More than 1,000 adolescents with comorbidities were vaccinated against COVID-19 Friday as the government began inoculating minors against the respiratory disease.
Health Secretary Francisco Duque III said if the vaccination for adolescents with comorbidities is successful, the rollout will be expanded to the general pediatric age group.
The Health department estimates there are about 1.2 million children with comorbidities between 12 and 17 years old nationwide.
Some 1,031 adolescents were vaccinated as of 4 p.m. Friday.
Most of them received their shots at the Philippine Heart Center, Makati Medical Center, St. Luke's Medical Center-Global City, and Pasig City Children's Hospital.
Health Undersecretary Maria Rosario Vergeire previously said children seeking vaccination must get a clearance from their doctors and give their consent and assent. She advised parents to register their children through their local government units.
“Vaccination will not proceed if the doctor finds that the child cannot be immunized or if the parents or the child do not want it,” Vergeire said in Filipino.
Minors, she said, must be accompanied by a parent during the vaccination.
Duque assured parents that the vaccines being used on their children were safe, quality vaccines.
Pilot vaccination of children aged 12 to 17 began with eight hospitals starting Friday. These were Makati Medical Center, St. Luke's Hospital, Philippine Children Medical Center, National Children's Hospital, Philippine Heart Center, Pasig City Children’s Hospital, Fe Del Mundo Medical Center, and Philippine General Hospital.
Duque also denied the notion that the formulation of the COVID-19 vaccines for children had changed.
“That notion is wrong because the vaccines we import have been studied and really tested to be safe and of good quality, it's still free and will provide protection,” Duque said in Filipino on radio dzBB.
Duque said adverse reactions among the vaccinated population were very low, representing only 0.006 percent of all those inoculated.
The Food and Drug Administration (FDA) has given emergency use authorization to Moderna and Pfizer vaccines for use on those aged 12 to 17 years old.
On Thursday night, the Philippines received another shipment of Pfizer vaccines allotted for minors.
A total of 1,015,560 doses of government-procured vaccine doses arrived at the Ninoy Aquino International Airport-Terminal 3 Thursday evening.

EXTRACTED MATERIAL

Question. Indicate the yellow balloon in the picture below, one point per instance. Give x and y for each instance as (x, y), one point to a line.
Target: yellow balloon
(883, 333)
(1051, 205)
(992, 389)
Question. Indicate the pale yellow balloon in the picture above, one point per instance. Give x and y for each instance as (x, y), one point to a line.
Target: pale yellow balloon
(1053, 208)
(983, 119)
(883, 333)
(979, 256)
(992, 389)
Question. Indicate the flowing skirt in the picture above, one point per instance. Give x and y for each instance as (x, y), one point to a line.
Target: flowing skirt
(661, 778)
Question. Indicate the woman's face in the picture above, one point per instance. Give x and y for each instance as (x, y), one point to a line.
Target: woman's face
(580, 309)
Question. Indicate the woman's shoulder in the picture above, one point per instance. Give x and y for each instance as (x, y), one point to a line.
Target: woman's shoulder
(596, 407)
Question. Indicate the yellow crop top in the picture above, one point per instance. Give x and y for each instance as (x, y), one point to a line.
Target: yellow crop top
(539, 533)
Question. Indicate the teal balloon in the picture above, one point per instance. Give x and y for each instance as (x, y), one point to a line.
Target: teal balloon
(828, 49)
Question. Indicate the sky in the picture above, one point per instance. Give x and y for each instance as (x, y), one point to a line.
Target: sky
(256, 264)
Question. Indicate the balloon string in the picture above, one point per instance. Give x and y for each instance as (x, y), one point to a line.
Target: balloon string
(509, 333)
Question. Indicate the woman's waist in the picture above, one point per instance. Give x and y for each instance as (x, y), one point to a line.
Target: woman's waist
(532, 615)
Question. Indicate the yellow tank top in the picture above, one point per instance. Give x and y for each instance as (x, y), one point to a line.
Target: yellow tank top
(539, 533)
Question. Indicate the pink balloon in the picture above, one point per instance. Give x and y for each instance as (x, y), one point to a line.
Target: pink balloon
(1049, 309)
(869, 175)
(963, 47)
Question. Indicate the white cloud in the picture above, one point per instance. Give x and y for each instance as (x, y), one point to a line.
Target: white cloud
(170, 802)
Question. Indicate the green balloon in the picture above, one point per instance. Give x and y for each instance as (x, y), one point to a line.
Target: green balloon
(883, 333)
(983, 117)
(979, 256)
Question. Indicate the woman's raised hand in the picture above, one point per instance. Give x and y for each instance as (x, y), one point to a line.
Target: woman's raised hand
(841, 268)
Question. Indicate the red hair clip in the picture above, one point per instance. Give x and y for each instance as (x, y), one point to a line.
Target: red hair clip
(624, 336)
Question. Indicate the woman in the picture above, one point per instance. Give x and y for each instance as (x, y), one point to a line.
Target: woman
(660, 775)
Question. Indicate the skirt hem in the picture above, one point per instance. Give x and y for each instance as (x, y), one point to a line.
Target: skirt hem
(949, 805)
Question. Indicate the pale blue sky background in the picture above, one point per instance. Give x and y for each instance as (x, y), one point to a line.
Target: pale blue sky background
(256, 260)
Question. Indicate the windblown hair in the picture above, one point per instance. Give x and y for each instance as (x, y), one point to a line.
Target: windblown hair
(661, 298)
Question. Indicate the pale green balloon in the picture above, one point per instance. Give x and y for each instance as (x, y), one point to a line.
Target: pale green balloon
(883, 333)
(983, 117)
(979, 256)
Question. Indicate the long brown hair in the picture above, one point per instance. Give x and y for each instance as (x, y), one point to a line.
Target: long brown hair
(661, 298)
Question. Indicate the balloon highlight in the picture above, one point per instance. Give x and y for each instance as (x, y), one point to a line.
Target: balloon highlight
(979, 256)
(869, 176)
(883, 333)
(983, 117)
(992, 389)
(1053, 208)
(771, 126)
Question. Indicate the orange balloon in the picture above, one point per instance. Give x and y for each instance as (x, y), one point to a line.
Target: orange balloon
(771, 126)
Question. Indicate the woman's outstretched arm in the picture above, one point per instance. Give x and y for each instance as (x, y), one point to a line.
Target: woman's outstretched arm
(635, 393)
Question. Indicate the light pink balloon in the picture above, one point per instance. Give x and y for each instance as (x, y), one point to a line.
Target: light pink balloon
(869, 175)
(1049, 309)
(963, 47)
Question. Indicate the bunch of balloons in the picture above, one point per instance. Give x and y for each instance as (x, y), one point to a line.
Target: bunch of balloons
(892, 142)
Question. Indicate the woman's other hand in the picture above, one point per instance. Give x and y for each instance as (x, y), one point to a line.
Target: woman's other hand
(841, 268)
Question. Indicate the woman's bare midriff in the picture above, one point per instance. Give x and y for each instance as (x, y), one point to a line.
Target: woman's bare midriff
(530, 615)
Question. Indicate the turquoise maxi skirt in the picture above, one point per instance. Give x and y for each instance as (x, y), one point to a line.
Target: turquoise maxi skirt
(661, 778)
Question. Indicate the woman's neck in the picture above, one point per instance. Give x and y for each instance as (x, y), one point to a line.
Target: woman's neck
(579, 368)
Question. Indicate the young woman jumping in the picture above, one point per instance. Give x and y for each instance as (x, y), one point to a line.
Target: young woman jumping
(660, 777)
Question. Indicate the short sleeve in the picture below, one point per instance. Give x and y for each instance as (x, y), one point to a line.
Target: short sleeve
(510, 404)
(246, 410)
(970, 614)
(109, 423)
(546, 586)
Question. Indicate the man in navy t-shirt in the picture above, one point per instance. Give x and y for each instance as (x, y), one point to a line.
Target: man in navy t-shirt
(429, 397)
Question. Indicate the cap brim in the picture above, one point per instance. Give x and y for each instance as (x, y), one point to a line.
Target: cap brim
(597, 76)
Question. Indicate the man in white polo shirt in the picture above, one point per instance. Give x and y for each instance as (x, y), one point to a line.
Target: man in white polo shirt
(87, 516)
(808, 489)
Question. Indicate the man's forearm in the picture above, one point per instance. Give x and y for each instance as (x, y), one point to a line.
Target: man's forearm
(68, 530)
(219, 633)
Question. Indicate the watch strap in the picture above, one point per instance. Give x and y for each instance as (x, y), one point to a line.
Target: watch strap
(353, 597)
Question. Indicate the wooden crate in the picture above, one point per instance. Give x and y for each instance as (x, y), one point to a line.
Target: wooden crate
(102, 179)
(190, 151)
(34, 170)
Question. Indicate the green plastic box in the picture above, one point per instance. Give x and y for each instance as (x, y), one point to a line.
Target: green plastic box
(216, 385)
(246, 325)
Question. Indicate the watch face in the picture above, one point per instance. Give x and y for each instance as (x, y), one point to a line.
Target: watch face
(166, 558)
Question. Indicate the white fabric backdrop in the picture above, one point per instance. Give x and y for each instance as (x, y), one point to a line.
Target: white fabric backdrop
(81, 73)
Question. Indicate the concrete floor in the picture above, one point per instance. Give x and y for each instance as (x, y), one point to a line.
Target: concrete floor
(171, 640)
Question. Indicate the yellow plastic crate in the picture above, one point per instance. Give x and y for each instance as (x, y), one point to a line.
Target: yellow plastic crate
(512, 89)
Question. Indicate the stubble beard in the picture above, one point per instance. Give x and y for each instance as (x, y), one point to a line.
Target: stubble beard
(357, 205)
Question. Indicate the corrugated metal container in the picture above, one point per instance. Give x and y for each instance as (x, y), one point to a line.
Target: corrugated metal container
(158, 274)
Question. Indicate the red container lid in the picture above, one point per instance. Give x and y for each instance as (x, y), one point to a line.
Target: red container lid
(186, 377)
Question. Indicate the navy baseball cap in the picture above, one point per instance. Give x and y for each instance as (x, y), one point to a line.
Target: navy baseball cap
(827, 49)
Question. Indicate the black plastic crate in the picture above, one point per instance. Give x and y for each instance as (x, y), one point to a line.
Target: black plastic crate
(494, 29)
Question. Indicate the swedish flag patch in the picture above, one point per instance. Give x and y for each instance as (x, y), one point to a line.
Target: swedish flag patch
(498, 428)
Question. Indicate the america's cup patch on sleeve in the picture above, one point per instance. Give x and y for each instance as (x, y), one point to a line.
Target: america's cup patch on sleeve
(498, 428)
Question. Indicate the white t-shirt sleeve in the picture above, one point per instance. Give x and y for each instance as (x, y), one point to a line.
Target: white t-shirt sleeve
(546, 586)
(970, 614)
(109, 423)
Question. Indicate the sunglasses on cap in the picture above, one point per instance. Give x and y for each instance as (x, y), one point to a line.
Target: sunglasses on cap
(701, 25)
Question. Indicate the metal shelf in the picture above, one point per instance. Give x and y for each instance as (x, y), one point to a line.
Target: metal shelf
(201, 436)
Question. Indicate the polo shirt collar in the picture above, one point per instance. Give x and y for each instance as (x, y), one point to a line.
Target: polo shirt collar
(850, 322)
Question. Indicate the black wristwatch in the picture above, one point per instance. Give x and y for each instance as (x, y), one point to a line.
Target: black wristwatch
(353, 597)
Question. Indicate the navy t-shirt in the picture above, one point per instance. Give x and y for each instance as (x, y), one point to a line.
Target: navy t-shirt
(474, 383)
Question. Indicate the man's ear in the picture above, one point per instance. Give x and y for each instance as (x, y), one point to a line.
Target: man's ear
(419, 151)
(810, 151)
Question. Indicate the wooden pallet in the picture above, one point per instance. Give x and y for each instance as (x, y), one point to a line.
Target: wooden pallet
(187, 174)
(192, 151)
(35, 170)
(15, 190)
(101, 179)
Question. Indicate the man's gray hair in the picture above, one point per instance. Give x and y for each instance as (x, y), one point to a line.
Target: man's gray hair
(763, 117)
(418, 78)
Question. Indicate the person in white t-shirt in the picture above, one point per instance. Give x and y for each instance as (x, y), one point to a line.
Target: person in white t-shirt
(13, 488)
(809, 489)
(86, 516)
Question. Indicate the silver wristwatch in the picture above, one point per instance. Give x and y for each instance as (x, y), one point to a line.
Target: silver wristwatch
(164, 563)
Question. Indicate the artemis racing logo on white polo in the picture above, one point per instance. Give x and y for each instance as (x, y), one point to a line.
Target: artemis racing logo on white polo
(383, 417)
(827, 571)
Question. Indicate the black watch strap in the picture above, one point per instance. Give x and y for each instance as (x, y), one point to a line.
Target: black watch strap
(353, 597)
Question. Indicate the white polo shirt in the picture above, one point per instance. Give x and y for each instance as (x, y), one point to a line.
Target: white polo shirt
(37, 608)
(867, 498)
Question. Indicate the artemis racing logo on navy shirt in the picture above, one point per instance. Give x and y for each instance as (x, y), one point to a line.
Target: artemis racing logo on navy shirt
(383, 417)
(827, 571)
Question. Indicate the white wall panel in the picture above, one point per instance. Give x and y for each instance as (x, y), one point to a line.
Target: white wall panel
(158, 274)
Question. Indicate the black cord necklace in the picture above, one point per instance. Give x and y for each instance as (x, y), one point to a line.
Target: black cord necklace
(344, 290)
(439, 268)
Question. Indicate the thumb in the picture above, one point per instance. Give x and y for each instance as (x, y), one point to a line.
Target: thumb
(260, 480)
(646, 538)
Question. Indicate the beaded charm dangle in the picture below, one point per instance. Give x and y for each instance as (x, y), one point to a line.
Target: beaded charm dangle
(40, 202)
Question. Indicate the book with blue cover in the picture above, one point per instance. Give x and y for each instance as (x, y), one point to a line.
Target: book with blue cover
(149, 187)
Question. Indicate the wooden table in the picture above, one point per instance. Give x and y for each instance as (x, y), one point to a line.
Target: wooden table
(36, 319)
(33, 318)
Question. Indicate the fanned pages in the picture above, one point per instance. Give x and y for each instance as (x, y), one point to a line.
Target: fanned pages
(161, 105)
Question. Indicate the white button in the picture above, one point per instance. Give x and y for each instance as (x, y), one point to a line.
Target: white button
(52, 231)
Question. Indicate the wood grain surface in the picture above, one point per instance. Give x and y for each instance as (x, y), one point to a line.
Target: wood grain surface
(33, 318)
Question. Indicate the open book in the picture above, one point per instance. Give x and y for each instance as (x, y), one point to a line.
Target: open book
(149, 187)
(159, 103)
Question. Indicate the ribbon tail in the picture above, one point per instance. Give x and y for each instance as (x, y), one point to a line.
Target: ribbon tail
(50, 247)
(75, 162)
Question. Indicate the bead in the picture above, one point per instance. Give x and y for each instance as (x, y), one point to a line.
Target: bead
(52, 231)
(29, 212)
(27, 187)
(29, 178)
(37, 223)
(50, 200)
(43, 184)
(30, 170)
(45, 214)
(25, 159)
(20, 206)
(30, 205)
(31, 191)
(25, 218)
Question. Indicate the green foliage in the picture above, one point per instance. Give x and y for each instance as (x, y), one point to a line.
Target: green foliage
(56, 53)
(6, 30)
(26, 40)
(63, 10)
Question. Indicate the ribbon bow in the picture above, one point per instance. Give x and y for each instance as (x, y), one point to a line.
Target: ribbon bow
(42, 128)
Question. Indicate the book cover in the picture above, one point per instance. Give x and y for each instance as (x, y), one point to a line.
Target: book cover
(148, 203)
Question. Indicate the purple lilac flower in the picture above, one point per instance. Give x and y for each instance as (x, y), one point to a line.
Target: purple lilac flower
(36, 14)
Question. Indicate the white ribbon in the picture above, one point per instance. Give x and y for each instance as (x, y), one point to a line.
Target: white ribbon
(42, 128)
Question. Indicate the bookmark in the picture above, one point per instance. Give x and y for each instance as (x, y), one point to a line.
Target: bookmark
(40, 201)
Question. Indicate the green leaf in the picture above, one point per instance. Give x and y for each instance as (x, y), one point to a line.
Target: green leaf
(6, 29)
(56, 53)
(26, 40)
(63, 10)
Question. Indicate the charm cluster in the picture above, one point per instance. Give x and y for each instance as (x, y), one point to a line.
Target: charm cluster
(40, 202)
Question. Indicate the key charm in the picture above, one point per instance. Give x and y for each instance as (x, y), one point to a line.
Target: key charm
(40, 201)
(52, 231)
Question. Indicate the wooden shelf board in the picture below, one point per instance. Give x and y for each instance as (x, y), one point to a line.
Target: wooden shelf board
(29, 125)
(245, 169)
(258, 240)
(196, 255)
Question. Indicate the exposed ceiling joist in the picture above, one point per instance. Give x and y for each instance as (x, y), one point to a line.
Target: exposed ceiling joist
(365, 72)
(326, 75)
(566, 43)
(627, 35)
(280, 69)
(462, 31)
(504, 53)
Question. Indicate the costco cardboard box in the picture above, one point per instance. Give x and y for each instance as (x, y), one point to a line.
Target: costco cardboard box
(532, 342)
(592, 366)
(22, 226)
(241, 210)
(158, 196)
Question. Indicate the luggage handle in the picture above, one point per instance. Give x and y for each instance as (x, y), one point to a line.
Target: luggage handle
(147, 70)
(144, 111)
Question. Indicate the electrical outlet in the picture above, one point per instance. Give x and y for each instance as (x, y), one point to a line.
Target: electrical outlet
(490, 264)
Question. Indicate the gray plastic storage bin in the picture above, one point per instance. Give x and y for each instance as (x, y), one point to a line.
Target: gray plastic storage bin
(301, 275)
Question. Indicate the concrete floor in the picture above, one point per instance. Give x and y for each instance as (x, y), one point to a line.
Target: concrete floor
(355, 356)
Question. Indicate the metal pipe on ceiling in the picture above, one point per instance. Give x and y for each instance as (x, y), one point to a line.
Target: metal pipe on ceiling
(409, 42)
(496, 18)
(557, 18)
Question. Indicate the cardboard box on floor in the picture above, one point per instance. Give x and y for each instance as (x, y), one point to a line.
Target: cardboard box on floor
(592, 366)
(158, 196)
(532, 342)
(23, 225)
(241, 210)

ACTION ITEM A
Answer these from the article on vaccinating adolescents against COVID-19:
(i) How many adolescents had been vaccinated as of 4 p.m. Friday?
(ii) How many hospitals began the pilot vaccination of children aged 12 to 17?
(iii) Which two vaccines did the FDA authorize for emergency use on those aged 12 to 17?
ACTION ITEM B
Pick up the article on vaccinating adolescents against COVID-19 right after its last sentence and keep writing.
The records have nothing to do with this.

YOUR RESPONSE A
(i) 1,031
(ii) Eight
(iii) Moderna and Pfizer

YOUR RESPONSE B
Of this shipment, 76,050 doses were delivered immediately to Cebu City via Air Hong Kong flight LD-457 while 77,220 were sent to Davao City onboard Philippine Airlines flight PR -809.
The 862,290 doses were offloaded at Manila airport and were immediately shipped to a cold-chain facility for temporary storage.
The latest vaccine delivery will be deployed to local government units in Metro Manila for the vaccination of minors, while the rest of the supply will be shipped to Central Luzon and Southern Tagalog.
“Vaccinating our children is a way for them to be able to resume in-person schooling, which is very important for their futures and the future of our countries,” said US Embassy Chargé d'Affaires Heather Variava following the arrival of the vaccines.
National Task Force Against COVID-19 chief implementer and vaccine czar Secretary Carlito Galvez, Jr., encouraged LGUs to scale up their vaccination rates.
“I’m encouraging all different LGU to be creative and coordinate with the military, stakeholders, and also the private sector so that you can use the malls, hospitals, sports centers, and you can use any facility that can be used as a vaccination center,” Galvez said.
Beginning this October, the country is expected to receive 11 million doses of Pfizer vaccines per month as part of the 40 million doses the country has secured from the American pharmaceutical firm.
As of Oct. 14, a total of 88,706,560 COVID-19 vaccine doses from various vaccine manufacturers have arrived in the Philippines.